The Software IP Report

Clinical Research Methods Not Patent-Eligible Under 35 U.S.C. § 101

By Charles Bieneman

Categories: Patent Eligibility, Software Patents, The Software IP Report

Five patents claiming methods of performing and managing clinical research were held patent-ineligible under the Alice/Mayo abstract idea test in eResearchTechnology, Inc. v. CRF, Inc., No. 15-918 (W.D. Pa. May 10, 2016).  After finding each of U.S. Patent Nos. 8,065,180; 8,145,519; 8,433,605; 6,879,970; and 7,415,447 invalid under 35 U.S.C. § 101, the court granted a defense motion to dismiss under FRCP 12(b)(6).

The court described the patents-in-suit as “collectively directed to improving clinical trials.”  Claim construction was not necessary, because the plaintiff had not identified any claim construction on which the patent-eligibility question turned.  Further, it was appropriate for the court to look to representative claims in evaluating patents under Section 101.  The court then considered each patent in turn.

Looking first at the ’180 patent, the defendant had argued that the representative claim was “directed to the simple abstract idea of determining whether a clinical trial participant is entering his data on time consistent with past experience, i.e., ‘historical data’ and, if not, calling to remind him.”  The court agreed, rejecting the plaintiff’s argument that the claim could not be abstract because it was directed to solving s problem in a specific realm, i.e., clinical trials.  Looking at the second prong of the Alice/Mayo test, there was nothing in the claim to transform the abstract idea into something patent-eligible.  Use of a database or a computer, or gathering and organizing data, did not constitute inventiveness.

The claims of the other patents-in-suit fell under similar analysis.  Enough said.

------------------------------------------------

#### [List of tasks]
**A)** In the clinical research patents report, under what rule did the court grant the defense motion to dismiss?
**B)** Translate this sentence from the clinical research patents report into Spanish: "The court then considered each patent in turn."
**C)** In the clinical research patents report, rewrite the section starting at "Looking first at" and ending at "not constitute inventiveness.", substituting "respondent" for "defendant".
None of the data entries are needed.

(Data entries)

------------------------------------------------

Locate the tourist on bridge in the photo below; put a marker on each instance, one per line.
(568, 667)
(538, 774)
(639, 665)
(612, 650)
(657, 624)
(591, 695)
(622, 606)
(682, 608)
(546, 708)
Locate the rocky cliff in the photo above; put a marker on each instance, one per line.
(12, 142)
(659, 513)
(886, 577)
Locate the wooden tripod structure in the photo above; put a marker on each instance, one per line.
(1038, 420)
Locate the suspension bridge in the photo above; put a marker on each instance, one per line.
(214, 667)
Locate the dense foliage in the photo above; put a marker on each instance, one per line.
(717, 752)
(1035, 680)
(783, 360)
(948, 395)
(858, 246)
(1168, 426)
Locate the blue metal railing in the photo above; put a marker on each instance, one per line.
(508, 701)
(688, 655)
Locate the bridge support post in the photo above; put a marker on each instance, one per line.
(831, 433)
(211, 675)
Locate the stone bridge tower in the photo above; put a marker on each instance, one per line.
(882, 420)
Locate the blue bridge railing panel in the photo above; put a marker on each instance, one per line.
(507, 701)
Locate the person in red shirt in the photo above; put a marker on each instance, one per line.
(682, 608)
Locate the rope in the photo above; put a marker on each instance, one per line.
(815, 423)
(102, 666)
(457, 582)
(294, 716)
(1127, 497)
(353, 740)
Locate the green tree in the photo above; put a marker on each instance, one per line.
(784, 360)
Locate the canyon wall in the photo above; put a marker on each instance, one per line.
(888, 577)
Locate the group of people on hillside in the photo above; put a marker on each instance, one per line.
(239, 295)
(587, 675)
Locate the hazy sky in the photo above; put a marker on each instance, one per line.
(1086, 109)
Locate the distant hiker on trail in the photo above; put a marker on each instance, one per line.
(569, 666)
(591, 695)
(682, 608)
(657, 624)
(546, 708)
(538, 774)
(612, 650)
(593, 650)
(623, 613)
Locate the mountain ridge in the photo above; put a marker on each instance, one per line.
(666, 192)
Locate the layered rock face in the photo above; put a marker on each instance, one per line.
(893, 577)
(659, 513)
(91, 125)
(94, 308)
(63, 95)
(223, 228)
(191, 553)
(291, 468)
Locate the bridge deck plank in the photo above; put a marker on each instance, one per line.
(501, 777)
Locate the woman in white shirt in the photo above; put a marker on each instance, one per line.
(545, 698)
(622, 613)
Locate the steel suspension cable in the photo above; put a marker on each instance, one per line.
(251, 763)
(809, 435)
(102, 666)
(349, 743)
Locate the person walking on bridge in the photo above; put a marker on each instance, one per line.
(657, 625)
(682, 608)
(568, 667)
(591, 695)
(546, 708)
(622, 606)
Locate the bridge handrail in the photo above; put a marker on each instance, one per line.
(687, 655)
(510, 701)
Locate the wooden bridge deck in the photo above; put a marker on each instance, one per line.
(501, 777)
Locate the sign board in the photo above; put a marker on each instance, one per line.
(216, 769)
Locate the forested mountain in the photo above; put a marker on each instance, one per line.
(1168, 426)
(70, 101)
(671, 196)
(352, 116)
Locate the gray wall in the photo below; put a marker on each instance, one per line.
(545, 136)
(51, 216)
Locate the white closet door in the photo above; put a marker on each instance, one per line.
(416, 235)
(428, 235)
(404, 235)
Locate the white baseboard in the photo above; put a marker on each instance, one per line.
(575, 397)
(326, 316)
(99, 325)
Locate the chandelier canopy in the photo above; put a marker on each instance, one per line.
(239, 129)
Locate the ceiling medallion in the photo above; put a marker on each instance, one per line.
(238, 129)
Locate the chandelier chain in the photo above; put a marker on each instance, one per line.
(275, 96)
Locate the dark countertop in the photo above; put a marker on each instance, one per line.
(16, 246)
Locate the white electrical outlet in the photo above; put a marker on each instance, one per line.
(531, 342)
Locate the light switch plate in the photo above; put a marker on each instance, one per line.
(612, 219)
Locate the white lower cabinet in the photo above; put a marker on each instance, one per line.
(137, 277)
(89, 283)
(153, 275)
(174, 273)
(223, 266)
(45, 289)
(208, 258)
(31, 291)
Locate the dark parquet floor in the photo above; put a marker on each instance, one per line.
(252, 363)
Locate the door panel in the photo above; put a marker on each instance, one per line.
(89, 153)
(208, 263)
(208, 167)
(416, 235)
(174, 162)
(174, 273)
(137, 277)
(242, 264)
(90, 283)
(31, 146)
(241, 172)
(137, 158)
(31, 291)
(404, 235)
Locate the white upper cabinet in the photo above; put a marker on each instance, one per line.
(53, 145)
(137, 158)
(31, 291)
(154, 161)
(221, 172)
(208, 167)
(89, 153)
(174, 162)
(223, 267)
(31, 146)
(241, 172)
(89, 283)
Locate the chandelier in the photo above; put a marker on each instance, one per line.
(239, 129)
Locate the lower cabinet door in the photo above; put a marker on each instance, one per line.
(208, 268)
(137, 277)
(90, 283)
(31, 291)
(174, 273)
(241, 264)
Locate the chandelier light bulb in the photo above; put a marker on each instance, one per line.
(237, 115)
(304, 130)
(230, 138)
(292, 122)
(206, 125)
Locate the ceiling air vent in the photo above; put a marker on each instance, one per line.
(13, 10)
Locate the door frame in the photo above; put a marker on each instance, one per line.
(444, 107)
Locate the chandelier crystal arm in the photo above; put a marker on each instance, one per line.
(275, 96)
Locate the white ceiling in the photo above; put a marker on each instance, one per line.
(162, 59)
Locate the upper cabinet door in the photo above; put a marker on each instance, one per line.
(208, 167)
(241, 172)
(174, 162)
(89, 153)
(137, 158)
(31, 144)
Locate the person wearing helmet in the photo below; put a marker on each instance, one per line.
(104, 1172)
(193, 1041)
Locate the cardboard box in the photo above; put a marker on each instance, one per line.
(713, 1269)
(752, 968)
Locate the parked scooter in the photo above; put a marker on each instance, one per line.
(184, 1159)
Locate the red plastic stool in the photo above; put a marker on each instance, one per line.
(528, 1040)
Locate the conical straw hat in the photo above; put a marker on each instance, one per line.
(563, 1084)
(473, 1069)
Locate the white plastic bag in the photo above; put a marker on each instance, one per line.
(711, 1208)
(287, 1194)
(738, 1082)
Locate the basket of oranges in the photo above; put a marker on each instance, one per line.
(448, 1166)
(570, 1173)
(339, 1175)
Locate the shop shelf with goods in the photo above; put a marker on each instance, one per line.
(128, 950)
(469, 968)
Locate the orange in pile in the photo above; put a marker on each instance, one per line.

------------------------------------------------

#### [Your written answers]
**A)** FRCP 12(b)(6)

**B)** Luego, el tribunal examinó cada patente por separado.

**C)**
Looking first at the ’180 patent, the respondent had argued that the representative claim was “directed to the simple abstract idea of determining whether a clinical trial participant is entering his data on time consistent with past experience, i.e., ‘historical data’ and, if not, calling to remind him.”  The court agreed, rejecting the plaintiff’s argument that the claim could not be abstract because it was directed to solving s problem in a specific realm, i.e., clinical trials.  Looking at the second prong of the Alice/Mayo test, there was nothing in the claim to transform the abstract idea into something patent-eligible.  Use of a database or a computer, or gathering and organizing data, did not constitute inventiveness.